● **Activity**
A faithful transcription of the entries below is required.

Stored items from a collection

______________________________

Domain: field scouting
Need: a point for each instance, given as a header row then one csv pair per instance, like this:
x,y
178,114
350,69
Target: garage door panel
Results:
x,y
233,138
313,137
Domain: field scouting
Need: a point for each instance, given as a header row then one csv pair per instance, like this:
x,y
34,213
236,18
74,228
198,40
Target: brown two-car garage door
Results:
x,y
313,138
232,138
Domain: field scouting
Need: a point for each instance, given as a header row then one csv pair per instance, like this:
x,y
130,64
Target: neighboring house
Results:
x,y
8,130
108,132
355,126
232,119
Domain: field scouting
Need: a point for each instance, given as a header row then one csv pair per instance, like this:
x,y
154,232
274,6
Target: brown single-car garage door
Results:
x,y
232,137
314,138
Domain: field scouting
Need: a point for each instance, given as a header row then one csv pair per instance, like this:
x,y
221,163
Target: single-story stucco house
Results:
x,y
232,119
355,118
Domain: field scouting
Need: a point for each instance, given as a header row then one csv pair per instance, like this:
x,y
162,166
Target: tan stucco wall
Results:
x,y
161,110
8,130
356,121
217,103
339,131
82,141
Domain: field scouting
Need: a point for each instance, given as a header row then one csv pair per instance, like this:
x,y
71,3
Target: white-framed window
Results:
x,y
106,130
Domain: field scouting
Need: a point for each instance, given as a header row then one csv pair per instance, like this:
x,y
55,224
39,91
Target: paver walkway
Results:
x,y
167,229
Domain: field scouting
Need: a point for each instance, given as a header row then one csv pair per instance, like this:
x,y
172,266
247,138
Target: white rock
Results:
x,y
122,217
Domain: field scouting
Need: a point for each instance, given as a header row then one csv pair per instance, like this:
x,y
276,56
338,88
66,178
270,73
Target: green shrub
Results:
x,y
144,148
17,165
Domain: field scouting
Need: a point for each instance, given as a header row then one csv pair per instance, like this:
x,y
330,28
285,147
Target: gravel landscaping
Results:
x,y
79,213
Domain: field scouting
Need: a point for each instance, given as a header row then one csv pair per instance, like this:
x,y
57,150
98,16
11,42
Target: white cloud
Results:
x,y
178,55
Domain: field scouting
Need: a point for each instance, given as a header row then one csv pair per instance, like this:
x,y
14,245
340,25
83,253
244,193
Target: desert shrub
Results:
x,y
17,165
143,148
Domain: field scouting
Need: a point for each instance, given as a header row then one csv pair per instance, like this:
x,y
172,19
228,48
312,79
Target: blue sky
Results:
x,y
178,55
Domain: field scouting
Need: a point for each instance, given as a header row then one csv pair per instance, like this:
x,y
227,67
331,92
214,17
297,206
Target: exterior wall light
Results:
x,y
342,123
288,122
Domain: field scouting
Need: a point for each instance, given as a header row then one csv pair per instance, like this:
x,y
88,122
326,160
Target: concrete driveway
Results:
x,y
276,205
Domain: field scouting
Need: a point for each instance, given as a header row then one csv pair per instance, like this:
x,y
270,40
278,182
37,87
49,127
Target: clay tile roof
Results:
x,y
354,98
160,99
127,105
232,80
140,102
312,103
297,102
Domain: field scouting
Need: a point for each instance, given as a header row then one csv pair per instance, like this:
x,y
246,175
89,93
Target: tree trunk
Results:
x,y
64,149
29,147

______________________________

● **Problem solution**
Domain: field scouting
Need: a point for each instance, given as a header row then one csv pair per instance, like this:
x,y
178,114
350,69
Target: garage door panel
Results:
x,y
233,138
313,137
Domain: field scouting
Need: a point for each instance, given as a header row then one csv pair per instance, like this:
x,y
34,213
236,18
74,228
198,40
Target: brown two-car garage door
Results:
x,y
313,138
232,138
Domain: field scouting
Need: a point for each instance, given as a header row then one csv pair per instance, like this:
x,y
130,64
Target: neighboring house
Results:
x,y
8,130
108,132
355,126
232,119
Domain: field scouting
Need: a point for each instance, given as a header row then one csv pair per instance, like this:
x,y
154,232
274,6
Target: brown single-car garage door
Results:
x,y
232,137
314,138
Domain: field scouting
Need: a point for each instance, given as a header row then one csv pair per instance, like this:
x,y
221,163
Target: single-story stucco house
Results:
x,y
232,119
355,118
Domain: field scouting
Need: a point for each instance, given as a header row then one csv pair per instance, like this:
x,y
162,166
Target: tan stucco wall
Results:
x,y
161,110
8,130
356,121
217,103
339,131
82,141
Domain: field scouting
Need: a point for each instance, given as a header row then one csv pair per instance, like this:
x,y
71,3
Target: white-framed window
Results:
x,y
106,130
Domain: field scouting
Need: a point for each instance, given as a header row then one csv pair per instance, like this:
x,y
55,224
39,91
Target: paver walkway
Results:
x,y
167,229
Domain: field scouting
Need: a point for each instance, given as a header row then one csv pair per instance, like this:
x,y
172,266
247,138
Target: white rock
Results:
x,y
122,217
Domain: field scouting
Need: a point for each instance, given as a header row then one csv pair per instance, like this:
x,y
276,56
338,88
66,178
270,73
Target: green shrub
Results:
x,y
144,148
17,165
Domain: field scouting
Need: a point for each instance, given as a header row then one csv pair per instance, like this:
x,y
330,28
285,147
Target: gravel landscaping
Results:
x,y
79,213
Domain: field scouting
Need: a point for each instance, given as a header row then one csv pair per instance, like this:
x,y
57,150
98,16
11,42
Target: white cloud
Results:
x,y
178,55
Domain: field scouting
Need: a point for each instance, given as a header row then one csv pair per instance, like this:
x,y
14,245
340,25
83,253
244,193
Target: desert shrub
Results:
x,y
17,165
143,148
Domain: field scouting
Need: a point for each instance, given as a header row then one csv pair per instance, like this:
x,y
172,19
228,48
312,79
Target: blue sky
Results:
x,y
178,55
Domain: field scouting
Need: a point for each instance, given as a header row then one csv pair per instance, like this:
x,y
227,67
331,92
214,17
297,206
Target: exterior wall light
Results:
x,y
342,123
288,122
Domain: field scouting
Need: a point for each instance, given as a header row then one csv pair per instance, like this:
x,y
88,122
326,160
Target: concrete driveway
Results:
x,y
276,205
Domain: field scouting
Need: a point for each instance, given as a header row then one csv pair per instance, like this:
x,y
270,40
278,182
37,87
49,127
Target: clay tile roof
Results:
x,y
354,98
160,99
127,105
232,80
140,102
312,103
297,102
Domain: field scouting
Need: a point for each instance, given as a header row then one csv pair per instance, like this:
x,y
246,175
89,93
Target: tree trunk
Results:
x,y
64,149
29,147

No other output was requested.